**Excerpt to read**
============================================================
Biosecurity practices in the feed mill protect livestock against exposure to endemic and emergency diseases via the manufacture and delivery of feed. They also aim to limit the spread of these diseases within livestock and – in the case of zoonotic diseases – human populations. Whether they are clinical (obvious) or subclinical (hidden), infectious diseases can significantly reduce the productivity, profitability and long-term financial viability of livestock enterprises.
Biosecurity in the feed mill also includes preventing the spread of diseases, pests and weeds to or from other primary industries, for example grain crops and horticulture.
Feed mill biosecurity
A series of steps should be taken to help maximise feed biosecurity:
1. Assess biological hazard risk
Feed manufacturing facilities must take a proactive approach to understanding biological hazards for their own operations and the security of their customers. The biosecurity procedures employed by a specific feed mill may not be the same as other feed mills depending on the customers they serve and the associated risk tolerance vs. price for mitigation strategies that are employed.
2. Define protocols to prevent entry of hazard into the feed mill
The most important part of a feed mill biosecurity plan is to prevent hazards from entering the feed mill. Identifying and eliminating high risk ingredients, minimising entry via people and equipment, covering all open points of entry when not being used, and other strategies can be used to prevent hazard entry into the feed mill.
============================================================
**Excerpted records**
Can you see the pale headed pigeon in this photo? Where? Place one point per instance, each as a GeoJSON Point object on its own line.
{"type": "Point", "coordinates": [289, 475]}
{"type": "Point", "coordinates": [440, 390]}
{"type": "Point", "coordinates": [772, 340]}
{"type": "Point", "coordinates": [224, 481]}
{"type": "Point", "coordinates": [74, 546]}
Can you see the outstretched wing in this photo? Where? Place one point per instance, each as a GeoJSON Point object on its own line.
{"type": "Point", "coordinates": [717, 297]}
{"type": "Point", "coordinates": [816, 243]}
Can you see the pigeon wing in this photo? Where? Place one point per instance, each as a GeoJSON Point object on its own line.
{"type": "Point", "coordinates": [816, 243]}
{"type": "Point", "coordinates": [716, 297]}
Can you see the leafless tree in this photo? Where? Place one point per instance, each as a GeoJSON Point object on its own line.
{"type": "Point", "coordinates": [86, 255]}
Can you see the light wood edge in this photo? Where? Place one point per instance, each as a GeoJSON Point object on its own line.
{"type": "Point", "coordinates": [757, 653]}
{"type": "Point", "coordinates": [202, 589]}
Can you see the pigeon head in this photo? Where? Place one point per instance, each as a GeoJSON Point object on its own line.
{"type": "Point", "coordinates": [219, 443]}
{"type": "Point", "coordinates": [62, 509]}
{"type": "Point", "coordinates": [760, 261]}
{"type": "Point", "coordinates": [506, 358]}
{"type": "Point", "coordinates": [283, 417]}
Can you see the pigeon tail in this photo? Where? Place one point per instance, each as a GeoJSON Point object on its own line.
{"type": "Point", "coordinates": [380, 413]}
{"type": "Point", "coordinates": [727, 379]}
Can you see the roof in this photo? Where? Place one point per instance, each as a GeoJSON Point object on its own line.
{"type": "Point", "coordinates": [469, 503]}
============================================================
**What is required**
How would the text on feed mill biosecurity go on after its last sentence? Write that continuation.

**Answer space**
3. Utilise mitigation strategies to minimise risk
Not all hazards can be prevented from entering the feed mill and consequently mitigation strategies should be utilised. The best option is to identify the mitigation strategies that are effective against the specific hazards of concern and utilise a combination of point-in-time mitigants as well as those that have residual effectiveness for continued protection through the remainder of the feed supply chain. Some mitigation strategies have multiple benefits. As an example, dust collection and elimination not only creates a safer and better environment for the workers, but can also eliminate a major point of contamination.
4. Feed mill decontamination
While it is extremely difficult to completely accomplish, a feed mill decontamination strategy must be developed and should include a combination of physical cleaning, chemical cleaning, disinfection and, if applicable, the use of high heat as the final step.